## Exercise objective
Write out, from the entries below, exactly the lines that run between the lines holding "269L268 270L270 304V225L154" and "positive clicks: (198, 270)", inclusive, and stop there.

## Record extracts

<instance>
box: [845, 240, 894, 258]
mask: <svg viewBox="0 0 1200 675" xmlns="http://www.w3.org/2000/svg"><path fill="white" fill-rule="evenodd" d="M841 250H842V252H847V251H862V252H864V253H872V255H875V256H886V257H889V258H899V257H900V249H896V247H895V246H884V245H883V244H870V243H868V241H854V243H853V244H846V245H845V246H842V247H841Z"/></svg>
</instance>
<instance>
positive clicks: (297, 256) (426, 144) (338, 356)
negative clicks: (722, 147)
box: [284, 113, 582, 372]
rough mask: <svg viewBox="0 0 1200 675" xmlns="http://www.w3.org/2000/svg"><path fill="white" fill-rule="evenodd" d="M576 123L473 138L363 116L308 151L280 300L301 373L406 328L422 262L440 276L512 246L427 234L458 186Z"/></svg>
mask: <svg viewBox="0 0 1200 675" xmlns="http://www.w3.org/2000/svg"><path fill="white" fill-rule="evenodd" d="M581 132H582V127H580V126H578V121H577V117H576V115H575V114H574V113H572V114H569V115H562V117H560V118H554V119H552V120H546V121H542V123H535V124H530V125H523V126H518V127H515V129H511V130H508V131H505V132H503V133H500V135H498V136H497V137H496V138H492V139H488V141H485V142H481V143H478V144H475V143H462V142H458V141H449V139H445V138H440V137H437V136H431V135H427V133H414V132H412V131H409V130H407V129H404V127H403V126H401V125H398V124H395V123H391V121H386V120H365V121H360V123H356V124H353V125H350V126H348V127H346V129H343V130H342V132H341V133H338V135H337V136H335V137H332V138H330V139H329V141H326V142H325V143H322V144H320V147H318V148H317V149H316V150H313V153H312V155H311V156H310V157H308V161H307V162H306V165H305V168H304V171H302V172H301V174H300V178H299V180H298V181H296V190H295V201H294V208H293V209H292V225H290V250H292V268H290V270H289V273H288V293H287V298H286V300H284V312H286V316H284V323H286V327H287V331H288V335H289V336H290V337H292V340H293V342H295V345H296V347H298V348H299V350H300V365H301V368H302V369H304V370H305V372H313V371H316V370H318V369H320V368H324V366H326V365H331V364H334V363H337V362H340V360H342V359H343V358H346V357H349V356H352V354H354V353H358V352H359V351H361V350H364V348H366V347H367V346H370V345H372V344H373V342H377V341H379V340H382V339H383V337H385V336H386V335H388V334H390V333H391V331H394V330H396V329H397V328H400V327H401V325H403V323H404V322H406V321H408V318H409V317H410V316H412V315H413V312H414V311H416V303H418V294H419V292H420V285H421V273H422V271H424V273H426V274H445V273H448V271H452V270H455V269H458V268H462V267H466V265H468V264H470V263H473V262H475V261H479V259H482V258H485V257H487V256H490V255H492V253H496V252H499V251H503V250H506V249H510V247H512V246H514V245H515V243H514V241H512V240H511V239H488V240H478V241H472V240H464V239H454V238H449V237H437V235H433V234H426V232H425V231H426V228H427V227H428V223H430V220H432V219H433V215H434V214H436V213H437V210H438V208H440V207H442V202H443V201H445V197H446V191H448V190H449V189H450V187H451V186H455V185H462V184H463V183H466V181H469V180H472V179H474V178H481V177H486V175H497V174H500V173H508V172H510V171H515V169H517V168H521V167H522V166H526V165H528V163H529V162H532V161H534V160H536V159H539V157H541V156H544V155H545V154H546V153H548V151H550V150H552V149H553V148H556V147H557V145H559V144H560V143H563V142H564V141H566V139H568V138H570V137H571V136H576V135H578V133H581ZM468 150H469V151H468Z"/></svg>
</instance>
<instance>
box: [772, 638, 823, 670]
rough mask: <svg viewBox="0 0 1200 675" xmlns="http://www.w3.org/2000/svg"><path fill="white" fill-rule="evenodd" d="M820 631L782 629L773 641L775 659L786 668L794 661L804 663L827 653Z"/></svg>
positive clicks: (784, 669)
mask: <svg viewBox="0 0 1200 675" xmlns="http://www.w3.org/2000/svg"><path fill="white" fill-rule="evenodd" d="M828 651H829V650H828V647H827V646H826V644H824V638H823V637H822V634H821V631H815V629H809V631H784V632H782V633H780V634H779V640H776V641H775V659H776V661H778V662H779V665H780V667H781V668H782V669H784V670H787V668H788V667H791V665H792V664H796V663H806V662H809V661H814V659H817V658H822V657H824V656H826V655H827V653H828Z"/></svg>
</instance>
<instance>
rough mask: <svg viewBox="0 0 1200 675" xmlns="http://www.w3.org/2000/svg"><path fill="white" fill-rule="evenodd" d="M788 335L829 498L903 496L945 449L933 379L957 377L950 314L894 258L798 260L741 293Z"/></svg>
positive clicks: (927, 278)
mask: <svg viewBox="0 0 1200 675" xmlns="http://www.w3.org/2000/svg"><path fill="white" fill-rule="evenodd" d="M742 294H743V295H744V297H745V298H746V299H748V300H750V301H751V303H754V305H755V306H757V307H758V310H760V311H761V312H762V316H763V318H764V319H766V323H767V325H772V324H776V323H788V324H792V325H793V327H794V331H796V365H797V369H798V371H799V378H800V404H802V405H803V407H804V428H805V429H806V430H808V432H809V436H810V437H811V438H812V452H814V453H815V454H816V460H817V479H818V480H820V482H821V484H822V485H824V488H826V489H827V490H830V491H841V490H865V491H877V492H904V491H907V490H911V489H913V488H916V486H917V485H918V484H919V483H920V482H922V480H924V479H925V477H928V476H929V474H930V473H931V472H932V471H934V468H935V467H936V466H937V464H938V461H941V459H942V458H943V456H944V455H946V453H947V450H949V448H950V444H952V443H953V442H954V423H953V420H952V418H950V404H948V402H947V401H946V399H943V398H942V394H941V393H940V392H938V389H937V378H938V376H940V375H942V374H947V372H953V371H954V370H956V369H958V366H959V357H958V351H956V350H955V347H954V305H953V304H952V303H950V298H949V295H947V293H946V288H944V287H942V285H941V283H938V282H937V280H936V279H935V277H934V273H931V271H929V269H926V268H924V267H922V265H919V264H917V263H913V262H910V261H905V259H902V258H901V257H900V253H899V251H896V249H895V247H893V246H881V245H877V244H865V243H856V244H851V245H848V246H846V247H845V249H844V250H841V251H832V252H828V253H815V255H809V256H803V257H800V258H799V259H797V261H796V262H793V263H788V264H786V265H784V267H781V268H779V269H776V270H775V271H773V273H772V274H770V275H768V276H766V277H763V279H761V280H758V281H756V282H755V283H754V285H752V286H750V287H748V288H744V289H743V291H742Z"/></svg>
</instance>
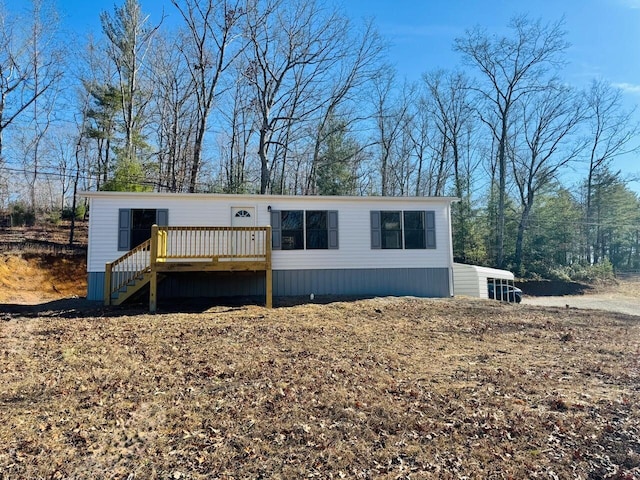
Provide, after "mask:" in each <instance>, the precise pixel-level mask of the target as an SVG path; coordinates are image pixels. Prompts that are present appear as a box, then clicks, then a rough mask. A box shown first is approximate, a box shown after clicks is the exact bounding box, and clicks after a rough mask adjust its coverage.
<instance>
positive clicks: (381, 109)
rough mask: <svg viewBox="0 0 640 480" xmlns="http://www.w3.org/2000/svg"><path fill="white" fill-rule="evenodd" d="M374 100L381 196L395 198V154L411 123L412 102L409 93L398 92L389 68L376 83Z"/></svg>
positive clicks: (374, 113)
mask: <svg viewBox="0 0 640 480" xmlns="http://www.w3.org/2000/svg"><path fill="white" fill-rule="evenodd" d="M371 100H372V101H373V102H374V120H375V124H376V131H375V140H374V143H375V145H376V147H377V150H378V155H377V157H378V158H377V161H378V169H379V170H378V171H379V174H380V194H381V195H382V196H387V195H394V194H395V193H397V191H396V190H395V188H394V183H395V182H394V176H395V175H396V172H395V171H394V164H396V163H397V159H396V158H395V157H394V153H396V152H395V151H394V150H395V147H396V143H397V142H398V141H400V138H401V135H402V133H403V131H404V129H405V126H406V124H407V123H408V122H410V120H411V119H410V108H409V107H410V105H411V103H412V102H411V101H409V95H406V89H405V91H403V92H399V93H398V92H397V90H396V85H395V73H394V72H393V70H391V69H390V68H388V69H386V70H385V71H382V72H381V73H380V75H378V76H377V77H376V78H375V79H374V81H373V91H372V95H371Z"/></svg>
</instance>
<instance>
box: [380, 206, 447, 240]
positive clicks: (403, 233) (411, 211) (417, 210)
mask: <svg viewBox="0 0 640 480" xmlns="http://www.w3.org/2000/svg"><path fill="white" fill-rule="evenodd" d="M371 248H372V249H402V248H404V249H405V250H415V249H427V248H436V226H435V212H434V211H430V210H426V211H422V210H415V211H412V210H407V211H404V212H402V211H377V210H373V211H371Z"/></svg>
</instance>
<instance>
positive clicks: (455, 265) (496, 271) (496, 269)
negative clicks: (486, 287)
mask: <svg viewBox="0 0 640 480" xmlns="http://www.w3.org/2000/svg"><path fill="white" fill-rule="evenodd" d="M453 268H454V270H458V269H460V270H466V271H468V272H472V271H473V272H475V273H476V275H478V276H479V277H480V276H483V277H486V278H501V279H504V280H514V278H515V277H514V275H513V273H511V272H510V271H508V270H500V269H497V268H489V267H481V266H479V265H468V264H466V263H454V264H453Z"/></svg>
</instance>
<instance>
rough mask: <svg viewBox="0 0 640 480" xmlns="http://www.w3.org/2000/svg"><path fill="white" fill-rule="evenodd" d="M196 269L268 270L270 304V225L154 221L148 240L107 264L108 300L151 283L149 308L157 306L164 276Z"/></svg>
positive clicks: (198, 270)
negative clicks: (239, 225)
mask: <svg viewBox="0 0 640 480" xmlns="http://www.w3.org/2000/svg"><path fill="white" fill-rule="evenodd" d="M195 271H197V272H240V271H243V272H246V271H254V272H259V271H264V272H265V304H266V306H267V308H271V306H272V292H273V290H272V273H271V227H269V226H266V227H159V226H157V225H154V226H153V227H152V228H151V238H150V239H149V240H147V241H145V242H143V243H142V244H140V245H138V246H137V247H136V248H134V249H132V250H131V251H129V252H127V253H126V254H125V255H123V256H122V257H120V258H119V259H117V260H116V261H114V262H111V263H107V264H106V268H105V295H104V300H105V304H106V305H111V304H120V303H122V302H124V301H125V300H126V299H127V298H129V297H130V296H131V295H133V294H134V293H136V292H137V291H139V290H140V289H141V288H142V287H143V286H145V285H146V284H149V311H150V312H155V311H156V309H157V301H158V280H159V278H160V276H161V275H167V274H170V273H173V272H195Z"/></svg>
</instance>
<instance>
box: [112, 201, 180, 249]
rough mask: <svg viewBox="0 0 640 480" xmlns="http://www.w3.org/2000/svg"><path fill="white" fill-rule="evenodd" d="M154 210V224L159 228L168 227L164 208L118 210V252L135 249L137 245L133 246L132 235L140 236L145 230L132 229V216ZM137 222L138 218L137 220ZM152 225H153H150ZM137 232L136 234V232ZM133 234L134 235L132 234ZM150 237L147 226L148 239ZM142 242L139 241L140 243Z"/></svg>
mask: <svg viewBox="0 0 640 480" xmlns="http://www.w3.org/2000/svg"><path fill="white" fill-rule="evenodd" d="M151 210H155V222H154V223H155V224H156V225H159V226H167V225H169V210H168V209H166V208H121V209H119V210H118V239H117V242H118V243H117V244H118V251H129V250H131V249H133V248H135V247H136V246H137V245H133V243H136V242H133V240H134V238H133V237H134V234H135V236H138V237H139V236H140V235H141V231H143V230H145V231H146V228H144V229H143V228H141V227H140V225H139V224H138V227H139V228H134V215H135V214H136V212H144V211H151ZM138 220H139V218H138ZM152 225H153V224H152ZM136 231H137V232H136ZM134 232H135V233H134ZM150 237H151V225H149V238H150ZM138 240H139V239H138ZM145 240H146V239H145ZM142 242H144V240H142V241H139V242H138V245H139V244H140V243H142Z"/></svg>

## Your solution
rough mask: <svg viewBox="0 0 640 480" xmlns="http://www.w3.org/2000/svg"><path fill="white" fill-rule="evenodd" d="M196 269L268 270L270 304V225L154 221L148 240L107 264L108 300L151 283L149 308L157 306L164 276Z"/></svg>
positive clicks: (198, 270)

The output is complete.